═══ Excerpted records
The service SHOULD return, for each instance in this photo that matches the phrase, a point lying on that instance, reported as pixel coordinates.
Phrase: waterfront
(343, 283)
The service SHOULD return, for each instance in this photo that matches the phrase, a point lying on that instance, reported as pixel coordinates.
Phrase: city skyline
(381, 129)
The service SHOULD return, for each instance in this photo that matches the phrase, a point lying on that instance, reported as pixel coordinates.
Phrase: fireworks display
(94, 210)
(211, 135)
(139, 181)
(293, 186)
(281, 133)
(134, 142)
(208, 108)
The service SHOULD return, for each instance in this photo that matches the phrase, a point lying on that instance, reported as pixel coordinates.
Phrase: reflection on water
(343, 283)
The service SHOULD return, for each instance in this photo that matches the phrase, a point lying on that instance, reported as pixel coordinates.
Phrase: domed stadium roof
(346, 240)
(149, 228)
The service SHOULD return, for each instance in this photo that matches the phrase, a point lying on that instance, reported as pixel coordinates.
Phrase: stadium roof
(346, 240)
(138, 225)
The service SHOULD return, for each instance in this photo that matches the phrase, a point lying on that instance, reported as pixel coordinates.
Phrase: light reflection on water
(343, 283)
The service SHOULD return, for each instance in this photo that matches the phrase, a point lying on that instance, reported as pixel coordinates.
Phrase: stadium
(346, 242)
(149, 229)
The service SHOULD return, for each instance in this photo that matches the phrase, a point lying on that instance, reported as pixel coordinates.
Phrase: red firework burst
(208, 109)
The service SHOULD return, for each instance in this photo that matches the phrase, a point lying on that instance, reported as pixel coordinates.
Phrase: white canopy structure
══════
▶ Instruction
Write out the records above again, swapping "SHOULD" for "MUST" everywhere and leaving everything else unchanged.

▶ Answer to this problem
The service MUST return, for each instance in this photo that matches the phrase, a point lying on that instance, reported as pixel coordinates.
Phrase: waterfront
(343, 283)
The service MUST return, for each instance in this photo that matches the phrase, a point lying on that instance, reported as pixel coordinates.
Phrase: city skyline
(381, 129)
The service MUST return, for each instance in this photo that matches the phrase, a point lying on that instance, reported as pixel coordinates.
Phrase: fireworks display
(94, 210)
(211, 135)
(139, 181)
(293, 186)
(281, 133)
(134, 142)
(208, 108)
The service MUST return, for each instance in this photo that matches the phrase, a point lying on that instance, reported as pixel coordinates.
Phrase: reflection on water
(343, 283)
The service MUST return, for each instance in this photo that matches the phrase, a point lying on that instance, reported as pixel coordinates.
Phrase: domed stadium roof
(346, 240)
(149, 228)
The service MUST return, for each instance in this photo that matches the phrase, a point lying on that instance, reported as pixel coordinates.
Phrase: stadium roof
(346, 240)
(138, 225)
The service MUST return, for each instance in this photo that matches the phrase, a point lying on that instance, reported as pixel coordinates.
Phrase: light reflection on water
(343, 283)
The service MUST return, for each instance in this photo that matches the phrase, a point lying on that instance, reported as pixel coordinates.
Phrase: stadium
(346, 242)
(149, 229)
The service MUST return, for each instance in this photo that matches the phrase, a point lying on that instance, reported as pixel coordinates.
Phrase: red firework burst
(208, 109)
The service MUST return, for each instance in this photo that matches the phrase, a point lying on that instance, reported as pixel coordinates.
Phrase: white canopy structure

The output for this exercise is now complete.